[EXERCISE OBJECTIVE] Locate each line below that contains the word "above" and copy those lines. Case counts.

[ENTRIES PROVIDED]
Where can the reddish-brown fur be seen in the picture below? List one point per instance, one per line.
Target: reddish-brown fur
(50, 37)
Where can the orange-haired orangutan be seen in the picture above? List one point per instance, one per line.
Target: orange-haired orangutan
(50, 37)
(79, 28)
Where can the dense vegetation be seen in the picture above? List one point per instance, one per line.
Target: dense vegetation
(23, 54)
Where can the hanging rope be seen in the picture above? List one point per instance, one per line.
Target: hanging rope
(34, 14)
==
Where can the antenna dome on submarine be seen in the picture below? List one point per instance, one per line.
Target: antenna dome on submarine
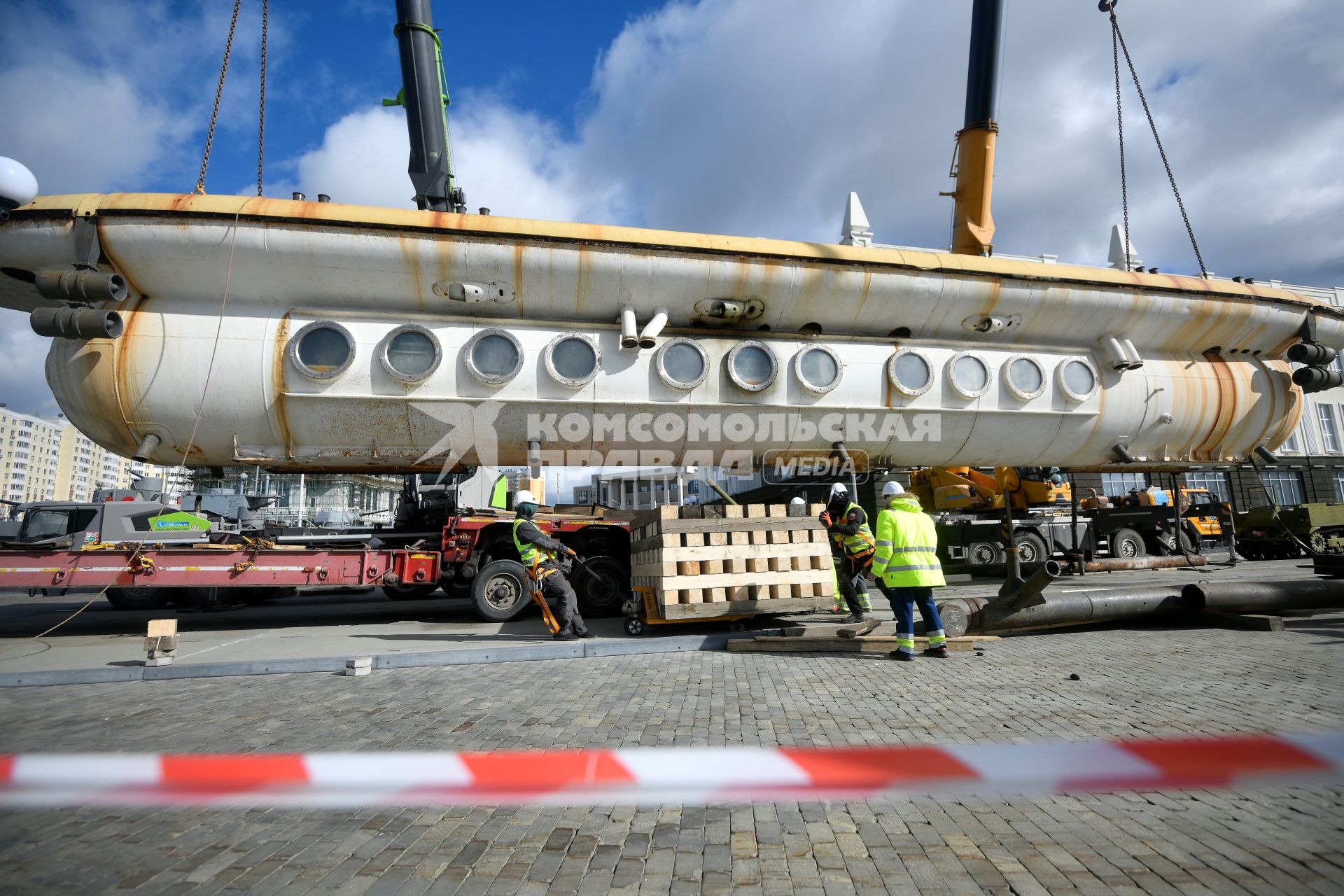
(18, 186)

[ANSWER TO THIS PROBLEM]
Where can the orange-haired orangutan be seen in the picture above? List one point per instance, one per line.
Where can the dense vegetation be seen in the picture above? List one point per instance, one per line.
Where can the hanging rope be seen in the picture above? List one point per instance, one per line.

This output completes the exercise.